■ Text under study ■
^^^^

Yes and this also calls into question Epicor’s assertion that individual businesses “can’t afford anough gpu” to run the AI that they feel “everyone” needs to run, and that is why its ok for them to force everyone into Epicor’s cloud where said resources are provisioned by Epicor.
Looking at the price difference between on prem and what they want for cloud I can safely say I can spin up an AI node with a few RTX 6000’s that would make a few people weep and still have a good chunk of change.
Ultimately, we are using AI for more of our business that just the ERP system. I dont need my ERP system to do AI I need my AI system to do it. Epicor’s track record with BI hasn’t been the smoothest and AI being good at basically writing itself it has the potential to marginalise what’s in the ERP.
It is just a matter of time before you can run AI on a single GPU. Both Google, and DeepSeek are fine tuning the algorithms.
Indeed. Compute will stop becoming the problem but a competent solution around AI will be the key. But even then I suspect as they get better they will just sort themselves out. One of my team Vibe codded a Near Miss app that blows most of them out of the water and has embedded AI for health and safety analysis. All hosted on prem (in IIS, he really likes IIS for some reason)
That is what is keeping ERP execs up all night.
Running local AI is possible now. Needs a good gpu (16Gb vram), but definitely in reach.
Look up LM Studio and Ollama for desktop apps that can run local models that are not bad, not as good as the cloud but still showing potential. Things are rapidly evolving as well so give it 12 months and see where we are at.
If you absolutely need to run LLM locally, NVIDIA DGX Spark hardware could do it. Don’t expect miracles though. You might want good controls and some agentic safety layers if you go that route.

^^^^

■ Exercise A ■
Answer these questions from the forum thread about running AI locally versus in Epicor's cloud:
(i) How much VRAM does one post say a good GPU for running local AI needs?
(ii) Which two desktop apps are suggested for running local models?
(iii) Where is the Near Miss app built by a team member hosted?
■ Exercise B ■
Continue the forum thread about running AI locally versus in Epicor's cloud, starting after its last post.
The records below the thread come from a separate, unrelated source.

■ Data listing ■
^^^^

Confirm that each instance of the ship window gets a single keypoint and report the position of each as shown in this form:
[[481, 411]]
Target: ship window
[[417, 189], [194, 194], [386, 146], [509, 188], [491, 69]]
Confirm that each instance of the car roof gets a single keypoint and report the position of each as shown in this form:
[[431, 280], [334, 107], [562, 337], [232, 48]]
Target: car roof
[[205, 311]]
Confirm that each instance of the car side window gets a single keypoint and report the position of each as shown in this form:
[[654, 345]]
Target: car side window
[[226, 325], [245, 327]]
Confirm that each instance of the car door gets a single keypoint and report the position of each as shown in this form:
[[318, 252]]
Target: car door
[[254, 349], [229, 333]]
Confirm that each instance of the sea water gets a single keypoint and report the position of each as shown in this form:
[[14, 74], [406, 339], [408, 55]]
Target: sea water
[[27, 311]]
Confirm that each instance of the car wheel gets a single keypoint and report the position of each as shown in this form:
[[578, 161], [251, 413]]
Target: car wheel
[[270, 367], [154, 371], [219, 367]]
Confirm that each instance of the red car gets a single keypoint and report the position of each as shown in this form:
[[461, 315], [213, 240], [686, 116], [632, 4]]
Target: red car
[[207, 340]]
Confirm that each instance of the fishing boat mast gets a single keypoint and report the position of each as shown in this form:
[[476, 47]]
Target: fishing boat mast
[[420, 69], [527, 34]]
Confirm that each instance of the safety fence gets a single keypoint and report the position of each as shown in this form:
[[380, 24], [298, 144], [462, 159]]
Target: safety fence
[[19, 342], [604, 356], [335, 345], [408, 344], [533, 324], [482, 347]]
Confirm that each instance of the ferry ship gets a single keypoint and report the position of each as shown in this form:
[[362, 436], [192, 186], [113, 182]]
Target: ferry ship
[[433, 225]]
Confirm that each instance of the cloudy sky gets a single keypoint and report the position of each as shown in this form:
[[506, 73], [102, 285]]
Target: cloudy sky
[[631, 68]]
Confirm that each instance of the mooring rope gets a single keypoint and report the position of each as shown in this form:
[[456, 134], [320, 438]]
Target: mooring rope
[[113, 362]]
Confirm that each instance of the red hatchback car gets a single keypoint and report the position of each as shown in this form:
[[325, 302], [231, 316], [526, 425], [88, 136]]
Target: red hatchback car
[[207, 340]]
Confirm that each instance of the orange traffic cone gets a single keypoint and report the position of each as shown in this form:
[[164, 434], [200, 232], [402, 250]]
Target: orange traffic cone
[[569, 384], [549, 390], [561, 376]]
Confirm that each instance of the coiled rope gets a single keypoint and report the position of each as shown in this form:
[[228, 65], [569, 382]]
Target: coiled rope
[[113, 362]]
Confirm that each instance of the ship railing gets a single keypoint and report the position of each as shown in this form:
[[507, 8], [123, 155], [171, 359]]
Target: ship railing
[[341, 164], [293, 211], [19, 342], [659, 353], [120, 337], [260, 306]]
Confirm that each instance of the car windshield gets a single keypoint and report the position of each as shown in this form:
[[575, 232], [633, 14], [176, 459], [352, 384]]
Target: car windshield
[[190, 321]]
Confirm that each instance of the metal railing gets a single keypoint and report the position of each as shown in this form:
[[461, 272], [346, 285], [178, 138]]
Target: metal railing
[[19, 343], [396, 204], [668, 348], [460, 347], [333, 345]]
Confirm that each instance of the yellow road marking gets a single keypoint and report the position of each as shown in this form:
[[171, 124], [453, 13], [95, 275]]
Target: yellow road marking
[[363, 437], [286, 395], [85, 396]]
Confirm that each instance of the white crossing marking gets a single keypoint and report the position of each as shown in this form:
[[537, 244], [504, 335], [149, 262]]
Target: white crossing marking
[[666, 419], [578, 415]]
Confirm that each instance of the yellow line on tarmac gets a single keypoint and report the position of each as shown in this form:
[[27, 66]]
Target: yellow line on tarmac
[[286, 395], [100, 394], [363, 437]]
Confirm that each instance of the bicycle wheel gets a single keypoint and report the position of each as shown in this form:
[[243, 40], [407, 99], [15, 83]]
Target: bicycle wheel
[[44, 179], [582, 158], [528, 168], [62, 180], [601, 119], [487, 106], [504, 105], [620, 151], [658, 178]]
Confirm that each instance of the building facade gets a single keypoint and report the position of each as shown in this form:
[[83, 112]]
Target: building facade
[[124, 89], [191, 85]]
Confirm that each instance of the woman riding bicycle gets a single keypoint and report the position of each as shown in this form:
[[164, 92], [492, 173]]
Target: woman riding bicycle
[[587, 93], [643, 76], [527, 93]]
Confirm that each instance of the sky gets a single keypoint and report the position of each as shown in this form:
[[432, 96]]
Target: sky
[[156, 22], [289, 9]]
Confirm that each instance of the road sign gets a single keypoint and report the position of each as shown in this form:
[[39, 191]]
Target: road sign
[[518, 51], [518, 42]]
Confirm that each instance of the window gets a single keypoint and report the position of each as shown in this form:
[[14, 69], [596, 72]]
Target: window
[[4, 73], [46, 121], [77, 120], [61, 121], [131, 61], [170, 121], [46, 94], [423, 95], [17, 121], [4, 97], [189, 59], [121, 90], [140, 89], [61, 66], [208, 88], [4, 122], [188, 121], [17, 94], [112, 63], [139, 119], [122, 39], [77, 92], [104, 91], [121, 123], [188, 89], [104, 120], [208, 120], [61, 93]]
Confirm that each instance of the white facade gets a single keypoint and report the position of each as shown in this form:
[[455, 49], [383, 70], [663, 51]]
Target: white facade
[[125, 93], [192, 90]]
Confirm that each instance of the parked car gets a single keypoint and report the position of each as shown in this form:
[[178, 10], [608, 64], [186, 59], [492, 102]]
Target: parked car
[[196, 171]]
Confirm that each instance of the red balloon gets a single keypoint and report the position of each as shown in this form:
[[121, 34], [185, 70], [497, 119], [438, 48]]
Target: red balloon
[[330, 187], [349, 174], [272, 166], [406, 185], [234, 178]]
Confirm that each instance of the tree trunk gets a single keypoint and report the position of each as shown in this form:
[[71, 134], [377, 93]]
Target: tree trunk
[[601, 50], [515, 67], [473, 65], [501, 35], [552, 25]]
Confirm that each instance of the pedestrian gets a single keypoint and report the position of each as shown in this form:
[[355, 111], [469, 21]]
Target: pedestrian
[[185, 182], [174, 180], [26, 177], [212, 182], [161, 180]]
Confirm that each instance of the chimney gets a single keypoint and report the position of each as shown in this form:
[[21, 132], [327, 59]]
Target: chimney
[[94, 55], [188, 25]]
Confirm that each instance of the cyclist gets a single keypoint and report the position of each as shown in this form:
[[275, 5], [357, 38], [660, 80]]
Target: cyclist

^^^^

■ Written answer A ■
(i) 16Gb.
(ii) LM Studio and Ollama.
(iii) On prem, in IIS.

■ Written answer B ■
Nvidia just announced a consumer level RGX Spark they lack the NIC of the DGX but should be better priced for someone who wants to run local models.
As someone who bought a 128GB M5 Max MacBook Pro then realized that decent Nvidia GPUs are still often more than 5x quicker for a lot of prompts and workflows with a decent quality model loaded at a decent quant (i.e. Qwen3.6-27B @ Q8_K_XL), I would suggest checking for proper long context benchmarks with a decent quantization (i.e. 8bit). While the M5 Max MacBook Pro does well with small MOE (lower quality) models with lower quality quants, the limited memory bandwidth and lack of optimized options really limits its performance with better models and quants.
The best options by far at the moment, in my opinion, are the Nvidia 48GB/72GB RTX PRO 5000 and 96GB RTX PRO 6000 GPUs.
During my testing and workflows so far, my 72GB RTX PRO 5000 is over 4 times faster than my MBP which is fairly similar to the DGX Spark performance wise (similarly memory limited). And the RTX PRO 6000 should be at least 20% faster again for larger context prompts with a decent quality LLM.